[Opening Information given section]
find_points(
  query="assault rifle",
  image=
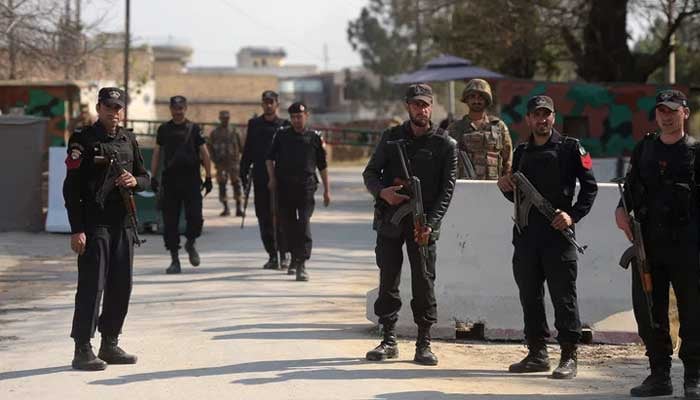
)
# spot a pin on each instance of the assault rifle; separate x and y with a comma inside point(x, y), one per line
point(246, 196)
point(415, 205)
point(469, 170)
point(636, 255)
point(527, 196)
point(113, 171)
[Closing Information given section]
When you copy the data above, keep each line exact and omit the pictures.

find_points(
  query="assault rifle",
  image=
)
# spot a pin on each instance of the assault rifle; separate x and y with a comma inside point(x, y), one per line
point(246, 196)
point(415, 205)
point(469, 170)
point(636, 255)
point(527, 196)
point(113, 171)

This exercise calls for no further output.